SUPPLIED ENTRIES:
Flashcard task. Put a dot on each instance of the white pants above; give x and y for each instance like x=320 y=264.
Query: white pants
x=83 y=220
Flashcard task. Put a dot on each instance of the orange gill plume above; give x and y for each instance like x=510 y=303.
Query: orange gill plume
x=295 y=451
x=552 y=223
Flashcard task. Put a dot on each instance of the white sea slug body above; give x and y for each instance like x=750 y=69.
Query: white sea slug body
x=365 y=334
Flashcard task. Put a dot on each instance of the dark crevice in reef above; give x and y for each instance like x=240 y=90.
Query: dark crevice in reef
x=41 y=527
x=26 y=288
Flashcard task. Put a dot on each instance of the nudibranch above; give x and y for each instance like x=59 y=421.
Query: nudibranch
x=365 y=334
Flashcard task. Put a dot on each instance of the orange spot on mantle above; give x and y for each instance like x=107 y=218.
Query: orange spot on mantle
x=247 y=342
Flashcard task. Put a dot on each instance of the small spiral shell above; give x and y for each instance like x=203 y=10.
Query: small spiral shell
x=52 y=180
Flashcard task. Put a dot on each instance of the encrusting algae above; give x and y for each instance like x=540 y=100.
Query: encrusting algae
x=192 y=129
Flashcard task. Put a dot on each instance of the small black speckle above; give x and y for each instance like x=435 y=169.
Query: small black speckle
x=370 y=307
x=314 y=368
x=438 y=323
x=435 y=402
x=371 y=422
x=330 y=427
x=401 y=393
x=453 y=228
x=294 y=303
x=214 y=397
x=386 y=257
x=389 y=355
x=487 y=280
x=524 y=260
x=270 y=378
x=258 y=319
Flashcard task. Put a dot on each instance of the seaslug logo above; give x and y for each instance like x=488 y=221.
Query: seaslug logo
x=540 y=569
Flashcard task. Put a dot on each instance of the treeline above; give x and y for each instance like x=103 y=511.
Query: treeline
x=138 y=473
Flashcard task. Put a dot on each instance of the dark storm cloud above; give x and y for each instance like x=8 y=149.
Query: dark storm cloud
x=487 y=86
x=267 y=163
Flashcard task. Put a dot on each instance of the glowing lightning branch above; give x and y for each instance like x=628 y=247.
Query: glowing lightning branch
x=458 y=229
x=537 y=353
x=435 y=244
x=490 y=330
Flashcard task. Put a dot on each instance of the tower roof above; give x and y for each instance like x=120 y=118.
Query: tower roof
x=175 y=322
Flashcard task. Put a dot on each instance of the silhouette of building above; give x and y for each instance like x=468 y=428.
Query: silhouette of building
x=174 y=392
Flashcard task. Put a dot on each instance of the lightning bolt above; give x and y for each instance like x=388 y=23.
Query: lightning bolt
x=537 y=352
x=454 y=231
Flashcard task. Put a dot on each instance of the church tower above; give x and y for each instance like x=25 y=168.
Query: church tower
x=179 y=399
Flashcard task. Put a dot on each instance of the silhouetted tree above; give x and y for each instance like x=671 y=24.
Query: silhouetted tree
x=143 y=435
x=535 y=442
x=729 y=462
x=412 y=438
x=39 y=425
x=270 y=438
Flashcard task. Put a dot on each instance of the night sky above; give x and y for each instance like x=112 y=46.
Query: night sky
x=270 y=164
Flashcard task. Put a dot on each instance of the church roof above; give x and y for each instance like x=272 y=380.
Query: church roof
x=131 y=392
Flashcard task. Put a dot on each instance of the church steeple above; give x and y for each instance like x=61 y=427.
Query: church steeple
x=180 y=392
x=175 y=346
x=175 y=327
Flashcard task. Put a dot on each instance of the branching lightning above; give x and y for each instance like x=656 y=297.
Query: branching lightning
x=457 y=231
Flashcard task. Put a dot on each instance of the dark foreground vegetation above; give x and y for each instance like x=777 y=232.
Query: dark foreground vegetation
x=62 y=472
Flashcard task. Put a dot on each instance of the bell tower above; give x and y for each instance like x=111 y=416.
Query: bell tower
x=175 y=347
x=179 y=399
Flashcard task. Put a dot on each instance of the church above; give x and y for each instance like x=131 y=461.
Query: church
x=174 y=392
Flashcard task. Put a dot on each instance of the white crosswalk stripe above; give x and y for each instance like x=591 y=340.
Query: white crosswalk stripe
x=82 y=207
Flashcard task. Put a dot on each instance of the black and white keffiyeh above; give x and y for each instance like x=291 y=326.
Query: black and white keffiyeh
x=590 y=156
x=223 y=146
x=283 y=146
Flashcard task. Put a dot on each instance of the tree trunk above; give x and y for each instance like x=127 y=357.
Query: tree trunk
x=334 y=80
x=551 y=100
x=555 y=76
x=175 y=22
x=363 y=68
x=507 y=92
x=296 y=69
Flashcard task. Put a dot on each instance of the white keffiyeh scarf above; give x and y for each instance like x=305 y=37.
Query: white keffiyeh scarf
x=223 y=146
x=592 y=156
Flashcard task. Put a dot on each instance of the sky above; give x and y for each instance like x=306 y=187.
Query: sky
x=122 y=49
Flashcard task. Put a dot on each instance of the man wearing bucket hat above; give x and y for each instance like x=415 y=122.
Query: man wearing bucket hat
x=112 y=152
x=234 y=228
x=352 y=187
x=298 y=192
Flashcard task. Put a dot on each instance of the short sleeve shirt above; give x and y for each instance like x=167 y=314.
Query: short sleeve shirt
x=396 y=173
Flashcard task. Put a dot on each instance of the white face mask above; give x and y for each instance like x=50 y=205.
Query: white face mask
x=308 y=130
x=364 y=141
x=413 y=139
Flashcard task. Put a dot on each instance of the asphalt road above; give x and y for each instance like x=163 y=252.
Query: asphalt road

PROBLEM TO WORK ON: Print the whole listing exactly as it is.

OUTPUT OF THE EXERCISE:
Flashcard task. Put a dot on each instance of the white pants above; give x and y for each instance like x=320 y=264.
Query: white pants
x=83 y=220
Flashcard task. Put a dot on each instance of the orange gill plume above; give x and y for each instance like x=510 y=303.
Query: orange gill plume
x=295 y=451
x=552 y=223
Flashcard task. Put a dot on each instance of the white sea slug body above; give x and y for each instance like x=750 y=69.
Query: white sea slug body
x=365 y=334
Flashcard task. Put a dot on each instance of the dark crevice in reef above; give x and y for each instance like x=240 y=90.
Query: dark crevice in reef
x=41 y=527
x=26 y=288
Flashcard task. Put a dot on each instance of the nudibranch above; give x and y for each instance like x=59 y=421.
Query: nudibranch
x=365 y=334
Flashcard task. Put a dot on each instance of the orange spot on mantle above; give x and y for each instance like x=107 y=218.
Query: orange spot on mantle
x=247 y=342
Flashcard task. Put a dot on each instance of the small spiral shell above; give x and y for each instance like x=203 y=10.
Query: small spiral shell
x=52 y=180
Flashcard task. Put a dot on each instance of the encrusting algae above; give x and y for each instance like x=540 y=100.
Query: encrusting algae
x=192 y=129
Flashcard task. Put a dot on each instance of the small black speckle above; give x and y for each instance like x=435 y=169.
Query: small black speckle
x=370 y=307
x=314 y=368
x=438 y=323
x=435 y=402
x=371 y=422
x=330 y=427
x=401 y=393
x=453 y=228
x=294 y=303
x=214 y=397
x=386 y=257
x=389 y=355
x=487 y=280
x=524 y=260
x=270 y=378
x=258 y=319
Flashcard task. Put a dot on each instance of the seaslug logo above; give x and y for each instance like x=488 y=221.
Query: seaslug logo
x=540 y=569
Flashcard task. Put a dot on each instance of the treeline above; give x and y for each instance like x=103 y=511.
Query: treeline
x=138 y=473
Flashcard task. Put a dot on each instance of the dark storm cloud above; give x and y for each instance like x=8 y=149.
Query: dark storm cloud
x=487 y=86
x=267 y=163
Flashcard task. Put a dot on each instance of the glowing lightning branch above; give x and y for each instance like x=628 y=247.
Query: glowing lightning branch
x=458 y=229
x=537 y=353
x=435 y=244
x=490 y=330
Flashcard task. Put a dot on each instance of the tower roof above; give x and y for each instance like x=120 y=118.
Query: tower roof
x=175 y=322
Flashcard task. Put a dot on each instance of the silhouette of building above; give x and y for each instance like x=468 y=428.
Query: silhouette of building
x=174 y=392
Flashcard task. Put a dot on each instance of the lightning bolt above; give x and y for each instance like x=388 y=23.
Query: lightning bolt
x=537 y=352
x=454 y=231
Flashcard task. Put a dot on each instance of the church tower above; give x and y for each instance like x=25 y=168.
Query: church tower
x=179 y=399
Flashcard task. Put a dot on each instance of the silhouetted tree above; give x and y for each instance like x=671 y=24.
Query: silhouetted tree
x=143 y=435
x=535 y=442
x=729 y=462
x=412 y=438
x=39 y=425
x=270 y=438
Flashcard task. Put a dot on each instance of the night sky above; give x and y for each instance like x=112 y=46.
Query: night sky
x=270 y=164
Flashcard task. Put a dot on each instance of the church roof above; give x and y for each instance like x=272 y=380.
Query: church roof
x=131 y=392
Flashcard task. Put a dot on each instance of the church steeple above; give x and y for each instance like x=61 y=427.
Query: church steeple
x=180 y=392
x=175 y=346
x=175 y=327
Flashcard task. Put a dot on each instance of the branching lightning above; give x and y for each instance like x=656 y=297.
Query: branching lightning
x=457 y=231
Flashcard task. Put a dot on each instance of the dark foreground vegetation above; give x and y for each instance like x=777 y=232.
Query: dark foreground vegetation
x=62 y=472
Flashcard task. Put a dot on each instance of the bell tower above; give x and y for each instance like x=111 y=416.
Query: bell tower
x=175 y=347
x=179 y=399
Flashcard task. Put a dot on each instance of the church above; give x and y for each instance like x=131 y=461.
Query: church
x=174 y=392
Flashcard task. Put a dot on each instance of the white crosswalk stripe above; give x and y for each instance like x=591 y=340.
Query: white crosswalk stripe
x=82 y=207
Flashcard task. Put a dot on each instance of the black and white keffiyeh above; give x and y for each instance like x=291 y=326.
Query: black and white keffiyeh
x=590 y=156
x=223 y=146
x=283 y=146
Flashcard task. Put a dot on each instance of the tree trunk above; give x and y for each instance like x=127 y=357.
Query: tree trunk
x=334 y=80
x=551 y=100
x=555 y=76
x=175 y=22
x=363 y=68
x=507 y=92
x=296 y=69
Flashcard task. Put a dot on each instance of the white keffiyeh scarf above; give x and y for each instance like x=305 y=37.
Query: white keffiyeh scarf
x=223 y=146
x=592 y=156
Flashcard task. Put a dot on each instance of the sky above; give x and y for each instance like x=306 y=187.
Query: sky
x=122 y=49
Flashcard task. Put a dot on each instance of the man wearing bucket hat above; give x and y for each instance like x=415 y=122.
Query: man wearing bucket hat
x=112 y=152
x=234 y=228
x=352 y=187
x=298 y=192
Flashcard task. Put a dot on each instance of the short sleeve shirt above; give x and y for each instance like x=167 y=314.
Query: short sleeve shirt
x=396 y=173
Flashcard task. Put a dot on each instance of the white face mask above; give x and y for each instance like x=50 y=205.
Query: white face mask
x=308 y=130
x=364 y=141
x=413 y=139
Flashcard task. Put a dot on each instance of the asphalt road above; give x and y for each instance like x=163 y=252.
Query: asphalt road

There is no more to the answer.